== Stored items ==
###

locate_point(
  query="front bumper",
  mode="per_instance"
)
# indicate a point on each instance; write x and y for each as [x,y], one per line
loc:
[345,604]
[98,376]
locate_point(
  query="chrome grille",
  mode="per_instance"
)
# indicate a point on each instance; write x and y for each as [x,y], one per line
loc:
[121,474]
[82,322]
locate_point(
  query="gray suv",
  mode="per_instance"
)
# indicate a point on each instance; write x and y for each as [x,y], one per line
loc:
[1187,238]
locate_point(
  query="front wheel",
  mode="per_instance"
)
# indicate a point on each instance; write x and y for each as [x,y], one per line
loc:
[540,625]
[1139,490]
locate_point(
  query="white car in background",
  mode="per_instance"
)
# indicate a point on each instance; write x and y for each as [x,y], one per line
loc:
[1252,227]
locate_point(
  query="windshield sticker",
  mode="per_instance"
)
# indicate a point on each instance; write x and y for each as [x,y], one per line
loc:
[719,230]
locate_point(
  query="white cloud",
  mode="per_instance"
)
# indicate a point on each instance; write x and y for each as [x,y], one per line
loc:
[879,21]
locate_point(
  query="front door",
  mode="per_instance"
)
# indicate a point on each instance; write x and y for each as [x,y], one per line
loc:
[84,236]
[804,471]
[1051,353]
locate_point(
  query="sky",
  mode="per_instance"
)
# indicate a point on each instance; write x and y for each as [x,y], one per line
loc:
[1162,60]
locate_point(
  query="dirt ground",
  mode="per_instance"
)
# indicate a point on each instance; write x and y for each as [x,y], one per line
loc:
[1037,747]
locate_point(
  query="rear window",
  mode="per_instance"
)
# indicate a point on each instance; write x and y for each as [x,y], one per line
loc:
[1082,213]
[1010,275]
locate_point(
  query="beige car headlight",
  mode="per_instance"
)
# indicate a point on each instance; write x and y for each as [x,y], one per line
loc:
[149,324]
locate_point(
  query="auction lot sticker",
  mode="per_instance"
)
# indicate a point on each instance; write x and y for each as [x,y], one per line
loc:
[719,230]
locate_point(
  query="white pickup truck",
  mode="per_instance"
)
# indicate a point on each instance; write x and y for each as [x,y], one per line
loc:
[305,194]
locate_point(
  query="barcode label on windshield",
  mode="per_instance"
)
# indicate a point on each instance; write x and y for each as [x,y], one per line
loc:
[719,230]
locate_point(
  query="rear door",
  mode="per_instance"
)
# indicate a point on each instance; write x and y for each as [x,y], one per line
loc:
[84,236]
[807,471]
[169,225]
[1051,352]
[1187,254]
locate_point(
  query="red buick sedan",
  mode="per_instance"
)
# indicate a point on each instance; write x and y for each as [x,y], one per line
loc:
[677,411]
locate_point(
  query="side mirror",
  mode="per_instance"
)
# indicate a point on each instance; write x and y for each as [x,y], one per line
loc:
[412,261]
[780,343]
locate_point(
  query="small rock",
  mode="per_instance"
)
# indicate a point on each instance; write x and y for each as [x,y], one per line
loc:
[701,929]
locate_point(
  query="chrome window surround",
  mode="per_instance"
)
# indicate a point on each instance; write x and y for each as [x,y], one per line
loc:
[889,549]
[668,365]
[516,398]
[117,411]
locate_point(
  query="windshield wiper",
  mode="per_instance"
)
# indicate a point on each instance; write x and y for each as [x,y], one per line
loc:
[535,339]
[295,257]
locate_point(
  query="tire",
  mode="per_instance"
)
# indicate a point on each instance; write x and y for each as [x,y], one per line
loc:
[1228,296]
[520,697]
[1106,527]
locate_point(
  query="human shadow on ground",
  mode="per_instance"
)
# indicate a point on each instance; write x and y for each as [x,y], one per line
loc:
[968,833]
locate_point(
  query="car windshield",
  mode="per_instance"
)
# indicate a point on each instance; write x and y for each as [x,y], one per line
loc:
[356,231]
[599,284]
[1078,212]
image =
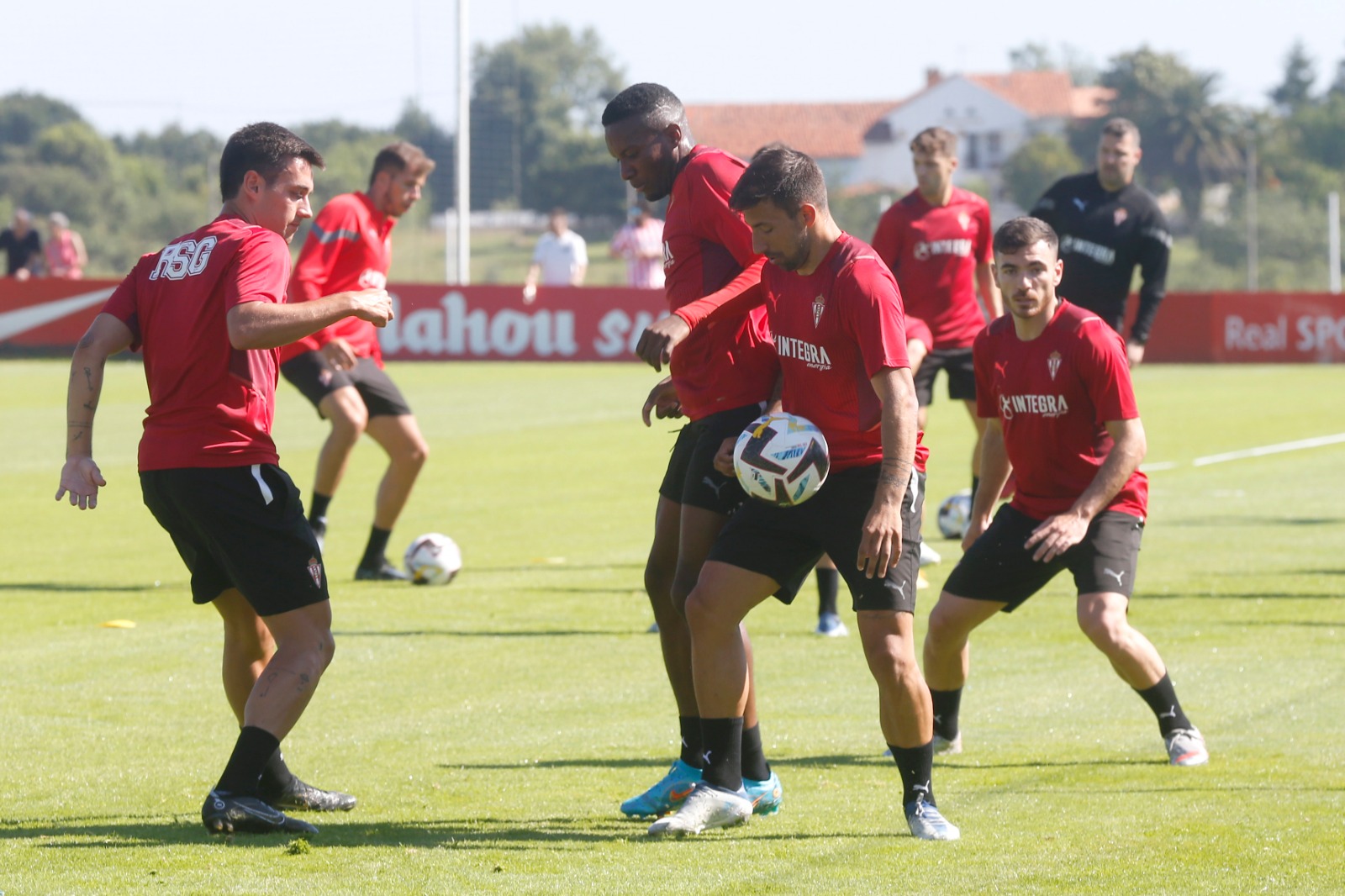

###

Find every line of the records above that contains the string "chrome", treating uppercase and lowercase as different, and copy each of those lines.

  query="chrome grille",
  query="chrome window surround",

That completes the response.